- [Your task]
Return every one of the records below verbatim, line for line, but leave out the pictures.

## START Items

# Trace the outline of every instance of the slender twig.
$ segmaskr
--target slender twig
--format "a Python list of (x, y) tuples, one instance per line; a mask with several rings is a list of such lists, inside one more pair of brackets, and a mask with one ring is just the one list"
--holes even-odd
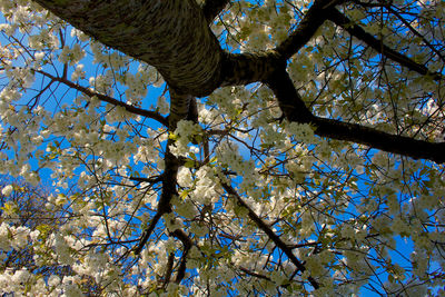
[[(235, 197), (236, 201), (239, 206), (244, 207), (248, 211), (249, 218), (257, 225), (257, 227), (263, 230), (269, 239), (286, 254), (289, 260), (297, 267), (297, 269), (301, 273), (306, 271), (306, 267), (303, 265), (300, 260), (295, 257), (293, 249), (287, 246), (278, 235), (276, 235), (271, 228), (260, 218), (257, 214), (243, 200), (243, 198), (238, 195), (238, 192), (228, 184), (221, 182), (222, 188), (229, 194), (230, 196)], [(313, 277), (308, 277), (310, 285), (314, 288), (319, 288), (319, 284)]]

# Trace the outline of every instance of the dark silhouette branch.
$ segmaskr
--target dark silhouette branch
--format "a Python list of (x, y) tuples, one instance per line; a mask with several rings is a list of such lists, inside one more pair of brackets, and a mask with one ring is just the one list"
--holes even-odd
[[(257, 214), (243, 200), (243, 198), (238, 195), (238, 192), (228, 184), (221, 182), (222, 188), (226, 190), (227, 194), (235, 197), (237, 204), (248, 211), (248, 217), (257, 225), (257, 227), (263, 230), (269, 239), (286, 254), (289, 260), (297, 267), (300, 273), (306, 271), (306, 267), (303, 265), (300, 260), (295, 257), (293, 249), (288, 247), (278, 235), (276, 235), (271, 228), (260, 218)], [(313, 277), (308, 277), (310, 285), (314, 288), (319, 288), (319, 284)]]
[(202, 7), (207, 22), (212, 22), (229, 2), (230, 0), (207, 0)]
[(123, 107), (125, 110), (130, 112), (130, 113), (142, 116), (145, 118), (150, 118), (150, 119), (157, 120), (159, 123), (162, 123), (164, 126), (168, 126), (167, 118), (162, 117), (157, 111), (146, 110), (146, 109), (141, 109), (141, 108), (138, 108), (138, 107), (135, 107), (135, 106), (127, 105), (127, 103), (125, 103), (122, 101), (119, 101), (119, 100), (117, 100), (115, 98), (111, 98), (111, 97), (109, 97), (107, 95), (103, 95), (103, 93), (100, 93), (100, 92), (96, 92), (96, 91), (93, 91), (93, 90), (91, 90), (89, 88), (79, 86), (79, 85), (77, 85), (77, 83), (75, 83), (75, 82), (72, 82), (72, 81), (70, 81), (68, 79), (55, 77), (55, 76), (52, 76), (52, 75), (50, 75), (48, 72), (44, 72), (42, 70), (34, 70), (34, 71), (40, 73), (40, 75), (42, 75), (42, 76), (44, 76), (44, 77), (47, 77), (47, 78), (49, 78), (49, 79), (51, 79), (51, 80), (53, 80), (53, 81), (62, 82), (63, 85), (72, 88), (75, 90), (78, 90), (78, 91), (87, 95), (88, 97), (97, 97), (100, 101), (103, 101), (103, 102), (107, 102), (107, 103), (110, 103), (110, 105), (113, 105), (113, 106), (118, 106), (118, 107)]
[(398, 62), (400, 66), (408, 68), (412, 71), (415, 71), (423, 76), (431, 76), (434, 80), (441, 80), (443, 76), (438, 72), (429, 71), (424, 65), (417, 63), (414, 60), (409, 59), (408, 57), (390, 49), (389, 47), (385, 46), (382, 40), (375, 38), (370, 33), (366, 32), (362, 27), (354, 23), (349, 18), (344, 16), (337, 9), (330, 9), (328, 13), (329, 20), (332, 20), (337, 26), (342, 27), (346, 30), (349, 34), (354, 36), (355, 38), (362, 40), (375, 51), (382, 53), (383, 56), (387, 57), (388, 59)]
[(266, 83), (277, 97), (278, 105), (287, 120), (310, 123), (315, 133), (338, 140), (352, 141), (414, 159), (445, 162), (445, 142), (429, 142), (411, 137), (390, 135), (374, 128), (314, 116), (286, 71), (275, 73)]
[(192, 246), (192, 242), (191, 242), (190, 237), (181, 229), (176, 229), (175, 231), (171, 232), (171, 235), (175, 236), (176, 238), (178, 238), (182, 242), (182, 247), (184, 247), (181, 259), (179, 263), (178, 273), (175, 278), (175, 283), (180, 284), (182, 281), (184, 277), (186, 276), (187, 256)]
[(285, 60), (297, 53), (315, 34), (318, 28), (329, 18), (330, 8), (344, 1), (316, 0), (307, 10), (297, 29), (275, 49)]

## END Items

- [Finished exercise]
# Trace the outline of every instance of the slender twig.
$ segmaskr
--target slender twig
--format "a Python list of (x, y) tuples, one instance per line; a mask with several rings is a list of such lists, inside one more pair of brackets, and a mask with one ring is just the one list"
--holes even-odd
[[(235, 197), (236, 201), (239, 206), (244, 207), (248, 211), (249, 218), (257, 225), (257, 227), (263, 230), (269, 239), (286, 254), (289, 260), (297, 267), (297, 269), (301, 273), (306, 271), (306, 267), (303, 265), (300, 260), (295, 257), (293, 249), (287, 246), (278, 235), (276, 235), (271, 228), (260, 218), (257, 214), (243, 200), (243, 198), (238, 195), (238, 192), (228, 184), (221, 182), (222, 188), (229, 194), (230, 196)], [(313, 277), (308, 277), (310, 285), (314, 288), (319, 288), (319, 284)]]

# Trace the outline of every instance of the dark silhouette branch.
$ segmaskr
--target dark silhouette branch
--format "a Python list of (x, y) tuples, one instance per line; a mask with several rings is a list of such lists, inside one more pair of brackets, and a mask with one ring is just the one list"
--holes even-odd
[[(257, 214), (243, 200), (243, 198), (238, 195), (238, 192), (228, 184), (221, 182), (222, 188), (226, 190), (227, 194), (235, 197), (237, 204), (248, 211), (248, 217), (257, 225), (257, 227), (263, 230), (269, 239), (286, 254), (289, 260), (297, 267), (300, 273), (306, 271), (306, 267), (303, 265), (300, 260), (295, 257), (293, 249), (288, 247), (278, 235), (276, 235), (271, 228), (260, 218)], [(313, 277), (308, 277), (310, 285), (314, 288), (319, 288), (319, 284)]]
[(202, 7), (207, 22), (212, 22), (229, 2), (230, 0), (207, 0)]
[(123, 107), (125, 110), (130, 112), (130, 113), (142, 116), (145, 118), (150, 118), (150, 119), (157, 120), (159, 123), (162, 123), (164, 126), (168, 126), (167, 118), (162, 117), (157, 111), (146, 110), (146, 109), (141, 109), (141, 108), (138, 108), (138, 107), (135, 107), (135, 106), (127, 105), (127, 103), (125, 103), (122, 101), (119, 101), (119, 100), (117, 100), (115, 98), (111, 98), (111, 97), (109, 97), (107, 95), (103, 95), (103, 93), (100, 93), (100, 92), (96, 92), (96, 91), (93, 91), (93, 90), (91, 90), (89, 88), (79, 86), (79, 85), (77, 85), (77, 83), (75, 83), (75, 82), (72, 82), (72, 81), (70, 81), (68, 79), (55, 77), (55, 76), (52, 76), (52, 75), (50, 75), (48, 72), (44, 72), (42, 70), (34, 70), (34, 71), (40, 73), (40, 75), (42, 75), (42, 76), (44, 76), (44, 77), (47, 77), (47, 78), (49, 78), (49, 79), (51, 79), (51, 80), (53, 80), (53, 81), (62, 82), (63, 85), (72, 88), (75, 90), (78, 90), (78, 91), (87, 95), (88, 97), (97, 97), (100, 101), (103, 101), (103, 102), (107, 102), (107, 103), (110, 103), (110, 105), (113, 105), (113, 106), (118, 106), (118, 107)]
[(398, 62), (400, 66), (408, 68), (412, 71), (415, 71), (423, 76), (431, 76), (434, 80), (441, 80), (443, 76), (438, 72), (429, 71), (424, 65), (417, 63), (414, 60), (409, 59), (408, 57), (390, 49), (389, 47), (385, 46), (382, 40), (375, 38), (370, 33), (366, 32), (362, 27), (354, 23), (349, 18), (344, 16), (337, 9), (330, 9), (328, 13), (329, 20), (332, 20), (337, 26), (342, 27), (346, 30), (349, 34), (354, 36), (355, 38), (362, 40), (375, 51), (382, 53), (383, 56), (387, 57), (388, 59)]
[(266, 83), (277, 97), (278, 105), (287, 120), (310, 123), (315, 133), (338, 140), (352, 141), (414, 159), (445, 162), (445, 142), (429, 142), (411, 137), (390, 135), (374, 128), (314, 116), (286, 71), (275, 73)]
[(192, 246), (192, 242), (191, 242), (190, 237), (181, 229), (176, 229), (175, 231), (171, 232), (171, 235), (175, 236), (176, 238), (178, 238), (182, 242), (182, 247), (184, 247), (181, 259), (179, 263), (178, 273), (175, 278), (175, 283), (180, 284), (182, 281), (184, 277), (186, 276), (187, 256)]
[(285, 60), (297, 53), (315, 34), (318, 28), (329, 18), (330, 8), (344, 1), (316, 0), (307, 10), (297, 29), (275, 49)]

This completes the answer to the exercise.